> 作業指示 1
占領方針転換の文書抜粋のうち「昭和23年10月、米国家安全」から「れた深刻な国際情勢に照らし」」までの範囲を、「ソ連」を「ソビエト連邦」に置き換えて書き出してください。
> 作業指示 2
占領方針転換の文書抜粋に基づいて、次の問いに答えてください。
(a) 「アメリカの対日政策に関する勧告」はいつ、どこから出されたか。
(b) 追放はどのような状況にあるとされているか。
(c) 「公葬禁止」の通達が出されたのは何年何月何日か。
> 作業指示 3
占領方針転換の文書抜粋について、最後に示された部分の続きを書いてください。

> 文書抜粋
▶

教育勅語の排除と占領方針の転換(5/5)

(私)
昭和23年10月、米国家安全保障会議から「アメリカの対日政策に関する勧告」が出た。つまり占領政策の転換だった。

(飲み友)
ソ連の問題。

(私)
うん、そしてその文章「対日講和条約の手続き,および内容をめぐり明らかになった関係諸国間の見解の相違,ならびにソ連による侵略的共産主義勢力の膨張政策によって引き起こされた深刻な国際情勢に照らし」

(飲み友)
主な占領政策が終わったということも言える。追放もほぼ終了している。

(私)
我が国の戦後を見ると、昭和23年の秋までの政策が未だに影響を及ぼしている。まあ十分占領の成果があったんじゃないか。悔しいけど。

(飲み友)
そういえば、公葬。内務文部次官名による「公葬禁止」の通達が出されたのは、昭和21年11月1日。 政教分離の見地から、というのがその理由とされていた。それが24年には参議院葬が行われている。

(私)

◀

> データ抜粋
▶

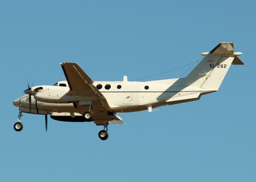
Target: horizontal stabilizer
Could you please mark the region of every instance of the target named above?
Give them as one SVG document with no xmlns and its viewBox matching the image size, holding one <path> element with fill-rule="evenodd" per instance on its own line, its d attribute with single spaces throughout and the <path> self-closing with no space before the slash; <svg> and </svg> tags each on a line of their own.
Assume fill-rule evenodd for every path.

◀

> 実行結果 1
昭和23年10月、米国家安全保障会議から「アメリカの対日政策に関する勧告」が出た。つまり占領政策の転換だった。

(飲み友)
ソビエト連邦の問題。

(私)
うん、そしてその文章「対日講和条約の手続き,および内容をめぐり明らかになった関係諸国間の見解の相違,ならびにソビエト連邦による侵略的共産主義勢力の膨張政策によって引き起こされた深刻な国際情勢に照らし」

> 実行結果 2
(a) 昭和23年10月、米国家安全保障会議から出された。
(b) ほぼ終了している。
(c) 昭和21年11月1日。

> 実行結果 3
さっき出た松平恒雄。元参議院議長だった。考えてみるとこれはソ連とは関係がない。やはり概ね占領政策が達成できた、ということかな。

(飲み友)
教育勅語の排除が決議されたのは昭和23年6月、このへんで終わりか。軍隊は解体されたしいわゆる超国家主義の教育勅語は排除となった。占領方針が達成されたってわけだ。

(私)
そう考えても大きな間違いではないような気がする。

(飲み友)
「勧告」には「追放」の項目もある。その終了と国際状況の変化とが重なって占領方針の転換となった。なるほど。やはり教育勅語の歴史を徹底してほしいね、少なくとも研究者には。

(私)
占領研究が古代史とは言わないまでも、中世史くらいになってくれば、可能性はあるだろう。ははは、遠い話だが。

(飲み友)
やれやれ。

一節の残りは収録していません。